Point-based annotation data

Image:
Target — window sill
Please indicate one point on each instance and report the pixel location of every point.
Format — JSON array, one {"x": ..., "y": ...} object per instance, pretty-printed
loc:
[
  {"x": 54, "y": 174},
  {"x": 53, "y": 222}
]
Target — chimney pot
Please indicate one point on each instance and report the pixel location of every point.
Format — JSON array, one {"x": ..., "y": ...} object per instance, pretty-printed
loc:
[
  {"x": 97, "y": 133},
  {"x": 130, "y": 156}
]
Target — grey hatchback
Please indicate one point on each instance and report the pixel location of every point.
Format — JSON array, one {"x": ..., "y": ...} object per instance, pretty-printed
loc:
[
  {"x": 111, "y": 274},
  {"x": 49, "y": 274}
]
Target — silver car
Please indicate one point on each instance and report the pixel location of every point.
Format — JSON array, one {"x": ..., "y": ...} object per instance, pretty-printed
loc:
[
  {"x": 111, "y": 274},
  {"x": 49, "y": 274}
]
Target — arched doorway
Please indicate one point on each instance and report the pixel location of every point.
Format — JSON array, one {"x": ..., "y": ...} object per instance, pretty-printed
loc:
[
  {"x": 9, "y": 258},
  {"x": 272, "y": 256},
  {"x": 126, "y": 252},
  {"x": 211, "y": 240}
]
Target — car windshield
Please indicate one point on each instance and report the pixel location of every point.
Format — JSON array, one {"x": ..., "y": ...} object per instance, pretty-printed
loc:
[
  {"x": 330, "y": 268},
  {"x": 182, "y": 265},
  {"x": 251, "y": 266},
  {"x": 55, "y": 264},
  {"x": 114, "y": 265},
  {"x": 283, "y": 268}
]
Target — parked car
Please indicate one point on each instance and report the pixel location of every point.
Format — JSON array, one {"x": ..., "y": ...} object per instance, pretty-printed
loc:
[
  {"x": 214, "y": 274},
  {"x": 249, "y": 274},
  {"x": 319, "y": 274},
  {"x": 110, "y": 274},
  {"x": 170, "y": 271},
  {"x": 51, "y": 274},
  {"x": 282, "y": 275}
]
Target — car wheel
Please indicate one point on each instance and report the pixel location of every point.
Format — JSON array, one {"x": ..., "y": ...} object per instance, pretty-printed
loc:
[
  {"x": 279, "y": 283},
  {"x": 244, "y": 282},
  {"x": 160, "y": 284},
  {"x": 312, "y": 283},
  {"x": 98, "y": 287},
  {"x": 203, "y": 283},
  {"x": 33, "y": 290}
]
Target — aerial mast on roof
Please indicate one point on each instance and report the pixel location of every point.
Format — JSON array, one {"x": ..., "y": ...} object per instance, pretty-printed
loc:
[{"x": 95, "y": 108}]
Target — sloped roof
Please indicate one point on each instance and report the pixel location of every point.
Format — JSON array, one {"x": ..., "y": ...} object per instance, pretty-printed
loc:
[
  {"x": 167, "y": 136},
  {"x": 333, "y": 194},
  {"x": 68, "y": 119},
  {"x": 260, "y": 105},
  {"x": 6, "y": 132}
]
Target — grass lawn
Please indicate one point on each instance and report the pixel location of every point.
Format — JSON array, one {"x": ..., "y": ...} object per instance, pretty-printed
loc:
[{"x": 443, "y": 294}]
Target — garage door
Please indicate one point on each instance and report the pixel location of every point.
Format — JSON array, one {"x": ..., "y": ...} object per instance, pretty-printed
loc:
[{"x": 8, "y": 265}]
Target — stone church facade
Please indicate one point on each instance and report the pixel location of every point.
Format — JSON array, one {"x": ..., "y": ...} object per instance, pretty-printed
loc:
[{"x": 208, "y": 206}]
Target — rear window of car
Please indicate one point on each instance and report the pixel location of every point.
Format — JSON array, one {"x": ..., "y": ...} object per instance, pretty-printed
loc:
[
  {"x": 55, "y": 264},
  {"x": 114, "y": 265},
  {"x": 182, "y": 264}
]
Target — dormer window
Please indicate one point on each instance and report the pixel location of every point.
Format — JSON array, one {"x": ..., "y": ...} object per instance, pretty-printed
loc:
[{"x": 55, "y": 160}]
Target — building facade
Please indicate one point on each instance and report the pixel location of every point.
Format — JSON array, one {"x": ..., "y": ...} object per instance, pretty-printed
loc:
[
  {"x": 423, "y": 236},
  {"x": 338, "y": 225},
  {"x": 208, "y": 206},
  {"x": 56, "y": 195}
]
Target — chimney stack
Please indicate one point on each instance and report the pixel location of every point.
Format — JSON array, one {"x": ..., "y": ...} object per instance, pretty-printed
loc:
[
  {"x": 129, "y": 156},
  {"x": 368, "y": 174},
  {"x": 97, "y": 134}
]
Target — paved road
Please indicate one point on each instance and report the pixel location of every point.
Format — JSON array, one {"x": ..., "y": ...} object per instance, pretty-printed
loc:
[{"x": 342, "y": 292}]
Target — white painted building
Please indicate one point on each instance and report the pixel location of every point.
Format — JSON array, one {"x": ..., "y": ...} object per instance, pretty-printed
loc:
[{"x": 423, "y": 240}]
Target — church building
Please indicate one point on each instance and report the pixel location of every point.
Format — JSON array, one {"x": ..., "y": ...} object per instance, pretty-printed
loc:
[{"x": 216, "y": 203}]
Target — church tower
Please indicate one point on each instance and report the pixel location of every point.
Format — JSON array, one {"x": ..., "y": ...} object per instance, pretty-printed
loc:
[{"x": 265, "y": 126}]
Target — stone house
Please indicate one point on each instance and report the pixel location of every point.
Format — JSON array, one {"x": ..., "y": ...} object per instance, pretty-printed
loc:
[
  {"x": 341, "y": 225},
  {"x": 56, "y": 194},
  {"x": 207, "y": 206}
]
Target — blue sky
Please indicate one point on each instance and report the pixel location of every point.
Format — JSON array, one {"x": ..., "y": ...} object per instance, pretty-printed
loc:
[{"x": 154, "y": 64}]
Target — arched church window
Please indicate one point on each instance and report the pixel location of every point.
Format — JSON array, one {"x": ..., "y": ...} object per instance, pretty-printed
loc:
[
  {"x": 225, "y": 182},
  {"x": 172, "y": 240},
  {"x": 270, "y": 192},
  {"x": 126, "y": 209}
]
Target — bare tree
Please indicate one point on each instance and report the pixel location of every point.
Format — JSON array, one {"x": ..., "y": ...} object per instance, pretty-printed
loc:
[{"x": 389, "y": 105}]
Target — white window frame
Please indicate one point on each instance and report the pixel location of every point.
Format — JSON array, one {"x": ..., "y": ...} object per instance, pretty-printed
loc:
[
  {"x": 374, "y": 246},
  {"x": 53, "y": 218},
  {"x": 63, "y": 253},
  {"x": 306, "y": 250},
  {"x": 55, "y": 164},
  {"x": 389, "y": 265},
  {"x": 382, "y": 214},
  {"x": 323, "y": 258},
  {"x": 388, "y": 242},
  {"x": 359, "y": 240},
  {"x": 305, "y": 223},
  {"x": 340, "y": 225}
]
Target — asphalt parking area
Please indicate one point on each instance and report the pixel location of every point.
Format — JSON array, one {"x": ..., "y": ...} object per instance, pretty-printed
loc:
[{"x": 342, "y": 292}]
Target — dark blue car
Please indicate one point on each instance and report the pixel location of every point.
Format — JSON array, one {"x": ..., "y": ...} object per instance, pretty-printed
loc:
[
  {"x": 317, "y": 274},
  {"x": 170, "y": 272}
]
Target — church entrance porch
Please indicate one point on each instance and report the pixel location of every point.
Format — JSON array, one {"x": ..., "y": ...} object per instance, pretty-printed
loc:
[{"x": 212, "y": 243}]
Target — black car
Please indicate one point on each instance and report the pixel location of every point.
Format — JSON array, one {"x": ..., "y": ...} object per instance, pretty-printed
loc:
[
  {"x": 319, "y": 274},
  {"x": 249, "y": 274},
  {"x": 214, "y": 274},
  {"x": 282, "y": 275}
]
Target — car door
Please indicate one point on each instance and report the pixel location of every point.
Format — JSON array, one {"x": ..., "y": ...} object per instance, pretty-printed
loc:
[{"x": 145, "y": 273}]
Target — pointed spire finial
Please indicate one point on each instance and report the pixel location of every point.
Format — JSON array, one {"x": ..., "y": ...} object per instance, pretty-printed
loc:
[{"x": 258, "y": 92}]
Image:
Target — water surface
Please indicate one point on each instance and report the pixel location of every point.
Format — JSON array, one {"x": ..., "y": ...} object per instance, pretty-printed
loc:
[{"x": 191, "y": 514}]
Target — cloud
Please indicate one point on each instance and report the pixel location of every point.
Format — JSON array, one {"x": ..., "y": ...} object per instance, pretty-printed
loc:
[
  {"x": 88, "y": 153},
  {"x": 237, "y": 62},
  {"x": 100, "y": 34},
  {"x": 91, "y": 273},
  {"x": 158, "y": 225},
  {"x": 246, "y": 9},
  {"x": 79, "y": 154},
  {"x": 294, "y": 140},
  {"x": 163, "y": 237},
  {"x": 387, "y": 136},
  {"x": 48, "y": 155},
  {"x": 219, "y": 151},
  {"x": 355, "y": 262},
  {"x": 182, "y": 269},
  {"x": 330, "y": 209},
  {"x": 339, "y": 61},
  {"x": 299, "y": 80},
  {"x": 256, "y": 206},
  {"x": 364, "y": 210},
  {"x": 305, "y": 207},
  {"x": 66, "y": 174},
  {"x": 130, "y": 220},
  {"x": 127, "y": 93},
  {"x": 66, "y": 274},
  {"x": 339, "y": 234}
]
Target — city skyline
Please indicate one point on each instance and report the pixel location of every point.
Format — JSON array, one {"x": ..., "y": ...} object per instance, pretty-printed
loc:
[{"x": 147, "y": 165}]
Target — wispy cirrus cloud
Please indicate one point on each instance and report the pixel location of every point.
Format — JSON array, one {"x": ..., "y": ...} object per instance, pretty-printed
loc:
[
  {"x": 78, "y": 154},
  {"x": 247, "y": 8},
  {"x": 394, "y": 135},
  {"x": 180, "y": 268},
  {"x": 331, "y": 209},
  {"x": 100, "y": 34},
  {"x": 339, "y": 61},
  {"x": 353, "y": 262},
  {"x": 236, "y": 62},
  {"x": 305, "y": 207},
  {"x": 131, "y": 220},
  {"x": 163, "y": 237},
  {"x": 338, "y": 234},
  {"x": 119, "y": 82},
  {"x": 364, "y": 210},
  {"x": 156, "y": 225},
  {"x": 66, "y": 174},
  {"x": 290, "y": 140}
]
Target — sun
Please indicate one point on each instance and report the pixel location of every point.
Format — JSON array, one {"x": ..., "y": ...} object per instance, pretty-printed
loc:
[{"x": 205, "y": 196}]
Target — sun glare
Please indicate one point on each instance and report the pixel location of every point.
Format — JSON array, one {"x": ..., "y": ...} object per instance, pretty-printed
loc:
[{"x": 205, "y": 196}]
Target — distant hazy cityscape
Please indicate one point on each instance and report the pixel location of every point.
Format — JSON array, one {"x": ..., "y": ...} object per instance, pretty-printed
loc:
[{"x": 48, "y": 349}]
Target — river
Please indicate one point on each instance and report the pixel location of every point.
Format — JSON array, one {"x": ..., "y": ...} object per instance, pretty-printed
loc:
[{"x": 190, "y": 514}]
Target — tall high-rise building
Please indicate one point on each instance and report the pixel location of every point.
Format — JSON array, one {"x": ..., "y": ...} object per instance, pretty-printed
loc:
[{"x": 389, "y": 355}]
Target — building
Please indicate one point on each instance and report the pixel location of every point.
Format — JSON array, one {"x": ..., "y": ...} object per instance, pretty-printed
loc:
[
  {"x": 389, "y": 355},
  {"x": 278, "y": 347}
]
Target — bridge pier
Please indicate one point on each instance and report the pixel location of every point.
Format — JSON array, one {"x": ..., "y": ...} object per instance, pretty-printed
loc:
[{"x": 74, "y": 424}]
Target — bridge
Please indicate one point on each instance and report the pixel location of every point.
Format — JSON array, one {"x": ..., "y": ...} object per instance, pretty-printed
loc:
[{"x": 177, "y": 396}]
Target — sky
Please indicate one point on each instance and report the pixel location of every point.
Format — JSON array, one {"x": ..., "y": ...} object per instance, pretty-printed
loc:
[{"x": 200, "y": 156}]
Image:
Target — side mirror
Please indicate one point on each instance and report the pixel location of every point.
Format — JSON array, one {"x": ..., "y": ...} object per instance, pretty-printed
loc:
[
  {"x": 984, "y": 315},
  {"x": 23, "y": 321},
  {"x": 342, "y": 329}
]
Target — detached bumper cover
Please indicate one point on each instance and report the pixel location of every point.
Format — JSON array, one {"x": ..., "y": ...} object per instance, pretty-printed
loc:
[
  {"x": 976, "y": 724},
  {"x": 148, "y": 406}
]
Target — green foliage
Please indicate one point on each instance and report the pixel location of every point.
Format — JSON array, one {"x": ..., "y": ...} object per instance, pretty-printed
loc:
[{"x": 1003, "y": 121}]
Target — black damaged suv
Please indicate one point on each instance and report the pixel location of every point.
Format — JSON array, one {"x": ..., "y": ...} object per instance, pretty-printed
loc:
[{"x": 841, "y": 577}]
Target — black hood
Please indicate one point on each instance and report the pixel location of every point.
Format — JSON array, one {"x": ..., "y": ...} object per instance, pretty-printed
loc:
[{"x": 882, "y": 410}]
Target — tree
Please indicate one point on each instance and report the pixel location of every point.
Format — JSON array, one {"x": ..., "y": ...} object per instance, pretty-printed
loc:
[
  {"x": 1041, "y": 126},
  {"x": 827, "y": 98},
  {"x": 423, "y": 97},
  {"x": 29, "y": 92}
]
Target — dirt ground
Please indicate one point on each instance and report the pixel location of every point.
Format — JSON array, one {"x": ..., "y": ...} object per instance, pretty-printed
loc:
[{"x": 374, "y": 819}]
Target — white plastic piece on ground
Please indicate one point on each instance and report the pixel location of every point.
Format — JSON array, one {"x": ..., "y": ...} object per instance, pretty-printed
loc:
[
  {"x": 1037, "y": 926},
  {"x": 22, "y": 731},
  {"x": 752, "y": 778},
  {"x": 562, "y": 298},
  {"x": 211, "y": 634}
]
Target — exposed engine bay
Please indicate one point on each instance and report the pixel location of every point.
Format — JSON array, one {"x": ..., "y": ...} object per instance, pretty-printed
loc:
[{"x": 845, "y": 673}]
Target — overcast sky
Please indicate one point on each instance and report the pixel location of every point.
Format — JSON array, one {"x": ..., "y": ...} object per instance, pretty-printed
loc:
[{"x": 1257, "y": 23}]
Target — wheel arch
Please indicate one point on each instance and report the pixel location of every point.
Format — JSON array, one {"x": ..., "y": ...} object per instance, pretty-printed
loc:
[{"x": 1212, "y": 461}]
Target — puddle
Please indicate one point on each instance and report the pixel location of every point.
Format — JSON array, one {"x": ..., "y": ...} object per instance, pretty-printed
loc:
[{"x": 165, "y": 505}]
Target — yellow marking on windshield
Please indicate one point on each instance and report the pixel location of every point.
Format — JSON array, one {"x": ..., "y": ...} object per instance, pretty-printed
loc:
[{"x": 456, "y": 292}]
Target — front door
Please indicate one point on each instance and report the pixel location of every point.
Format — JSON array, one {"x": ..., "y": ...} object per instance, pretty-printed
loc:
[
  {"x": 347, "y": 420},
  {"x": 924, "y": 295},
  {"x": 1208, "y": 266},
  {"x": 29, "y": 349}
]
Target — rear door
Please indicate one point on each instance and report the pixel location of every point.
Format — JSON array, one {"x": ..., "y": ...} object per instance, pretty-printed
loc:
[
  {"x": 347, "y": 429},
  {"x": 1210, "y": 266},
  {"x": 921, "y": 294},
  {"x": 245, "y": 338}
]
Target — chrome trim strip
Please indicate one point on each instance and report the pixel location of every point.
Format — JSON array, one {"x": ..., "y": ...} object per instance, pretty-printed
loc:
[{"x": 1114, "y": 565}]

**Written instruction:** Transcribe word for word the lines from the one holding "Target — puddle" to the last line of the listing above, inclusive.

**Solution below:**
Target — puddle
Please indicate one point on each instance and report the pixel location of every point.
Format — JSON array, one {"x": ..., "y": ...} object per instance, pretty-printed
loc:
[{"x": 165, "y": 505}]
Target — yellow marking on windshield
Please indicate one point on each instance and report the pixel location of every point.
Format — JSON array, one {"x": ..., "y": ...} object per instance, pretty-printed
loc:
[{"x": 456, "y": 292}]
Target — front door
Please indicate one point on each instance and report the pixel location of every point.
Format — JSON array, one {"x": ..., "y": ...} object per instance, pretty-printed
loc:
[
  {"x": 347, "y": 420},
  {"x": 924, "y": 295},
  {"x": 1208, "y": 266},
  {"x": 29, "y": 349}
]
Target — rear door
Please indicate one point on each instance and report the pixel location of every point.
Format — JSON array, one {"x": ..., "y": ...} object per instance, pretty-printed
loc:
[
  {"x": 347, "y": 429},
  {"x": 1210, "y": 266},
  {"x": 921, "y": 294},
  {"x": 245, "y": 338}
]
Target — chrome trim strip
Please indicate one point on each instance and report the pixel location of every point.
Format — JSON array, one {"x": ..., "y": ...} object per instance, pretty-printed
loc:
[{"x": 1114, "y": 565}]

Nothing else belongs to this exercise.